Pointing dataset records:
______

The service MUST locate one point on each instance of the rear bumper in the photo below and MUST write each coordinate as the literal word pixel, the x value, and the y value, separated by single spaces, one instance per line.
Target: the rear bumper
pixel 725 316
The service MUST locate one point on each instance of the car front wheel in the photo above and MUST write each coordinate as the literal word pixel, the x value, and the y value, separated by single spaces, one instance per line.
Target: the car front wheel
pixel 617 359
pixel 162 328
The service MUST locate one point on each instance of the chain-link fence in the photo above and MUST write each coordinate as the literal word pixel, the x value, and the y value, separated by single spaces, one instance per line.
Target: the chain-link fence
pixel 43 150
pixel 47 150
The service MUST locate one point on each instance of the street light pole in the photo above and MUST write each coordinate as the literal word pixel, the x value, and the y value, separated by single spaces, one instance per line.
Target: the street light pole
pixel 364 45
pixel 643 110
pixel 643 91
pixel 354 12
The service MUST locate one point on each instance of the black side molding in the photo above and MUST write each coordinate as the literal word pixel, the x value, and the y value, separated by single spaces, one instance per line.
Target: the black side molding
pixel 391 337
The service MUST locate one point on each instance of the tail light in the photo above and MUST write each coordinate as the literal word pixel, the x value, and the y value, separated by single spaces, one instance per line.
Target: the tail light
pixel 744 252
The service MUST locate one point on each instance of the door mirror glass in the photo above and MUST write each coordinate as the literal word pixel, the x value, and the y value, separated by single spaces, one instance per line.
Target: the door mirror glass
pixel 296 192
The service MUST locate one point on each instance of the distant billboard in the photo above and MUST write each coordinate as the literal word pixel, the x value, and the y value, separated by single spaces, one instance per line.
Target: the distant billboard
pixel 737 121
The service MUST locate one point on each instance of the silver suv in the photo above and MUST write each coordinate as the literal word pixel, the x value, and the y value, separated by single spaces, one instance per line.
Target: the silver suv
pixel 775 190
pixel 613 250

______

Reproduce the records word for word.

RESPONSE BELOW:
The service MUST locate one point on each instance of the rear bumper in the photo below and MUST write each coordinate as the literal word pixel, the x value, and the y value, separated by single spaces, one instance per line.
Target: the rear bumper
pixel 725 316
The service MUST locate one point on each instance of the car front wheel in the photo above and MUST write each coordinate as the literal word pixel, the x value, and the y value, separated by single spaces, one instance per line.
Target: the car front wheel
pixel 617 359
pixel 162 328
The service MUST locate one point on each instance of the chain-link fence in the photo above and MUST write each coordinate as the literal word pixel, the x value, and the y value, separated by single spaces, one instance per line.
Target: the chain-link fence
pixel 43 150
pixel 47 150
The service MUST locate one point on each instance of the street light pole in the photo above and MUST write each coordinate as the literal word pixel, the x value, and the y value, separated by single spaces, one instance per line.
Target: the street light pole
pixel 364 45
pixel 643 110
pixel 643 91
pixel 354 12
The service MUST locate one point on each instance of the black side molding in the photo above and MUST write each coordinate as the literal word pixel, the x value, and the y value, separated by single spaces, one instance per line.
Target: the black side molding
pixel 391 337
The service MUST locate one point on each instance of the tail light in the photo above and MUST write each coordinate as the literal word pixel, the x value, and the y value, separated by single spaces, one instance per line.
Target: the tail light
pixel 744 252
The service MUST locate one point on each instance of the door mirror glass in the photo above and MUST write each coordinate as the literal word pixel, the x value, and the y value, separated by single spaces, one instance per line.
Target: the door mirror glass
pixel 296 192
The service MUST locate one point on each instance of the distant billboard in the photo above and MUST write each coordinate as the literal word pixel, the x value, and the y value, separated by single spaces, one instance per line.
Target: the distant billboard
pixel 737 121
The service MUST locate one point on each instance of the silver suv in the photo above and MUST write each coordinate as the literal word pixel, the x value, and the y value, separated by single spaces, one instance per line.
Target: the silver suv
pixel 775 190
pixel 613 250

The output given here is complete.